» Page extract
Because every area has different regulatory limits, questions regarding odor control should be addressed through the local regulatory agencies where a facility plans on operating. It should be noted that an application emitting an odor deemed “not unpleasant” will likely still be required to install some method of odor control.
How do we treat odors?
From a pollution control equipment standpoint, odors are essentially VOCs and handled as such. Which solution is the best depends on the volume and VOC concentration of the exhaust streams and the required rate of destruction.
There are a few pollution control solutions that excel in odor control. However, Regenerative Thermal Oxidizers (RTOs) have become a “fan favorite” due to their destruction rate efficiency (DRE) capabilities and available heat recovery options which offset operational costs. Developed for large volumes, and low VOC or odor concentration air pollution applications, this solution is often considered the best available technology for odor control.
RTO technology delivers low operating costs for these high air flow, low volatile organic compound and/or fume streams. Rather than allowing the clean hot air to exhaust to atmosphere, the RTO unit captures up to 95% of the heat prior to exhausting it to atmosphere. This recovered heat can be used to power the equipment or provide other off-setting energy options to the facility.
The RTO works in a 2-step process.

» Supplied information
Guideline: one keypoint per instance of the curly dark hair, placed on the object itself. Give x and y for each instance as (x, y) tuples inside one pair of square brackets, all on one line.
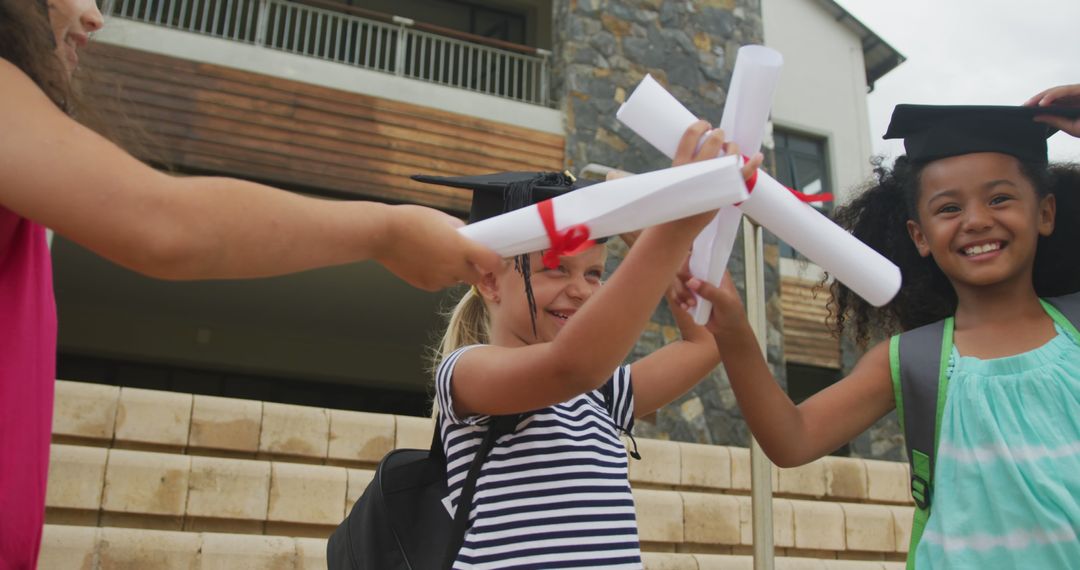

» Required tasks
1. Which factors does the odor control passage say determine the best pollution control solution? List every one.
2. Can you transcribe the part of the odor control passage that opens with the words containing "RTO technology delivers" and closes with "to the facility."?

» Answers in order
1.
- The volume of the exhaust streams
- The VOC concentration of the exhaust streams
- The required rate of destruction

2.
RTO technology delivers low operating costs for these high air flow, low volatile organic compound and/or fume streams. Rather than allowing the clean hot air to exhaust to atmosphere, the RTO unit captures up to 95% of the heat prior to exhausting it to atmosphere. This recovered heat can be used to power the equipment or provide other off-setting energy options to the facility.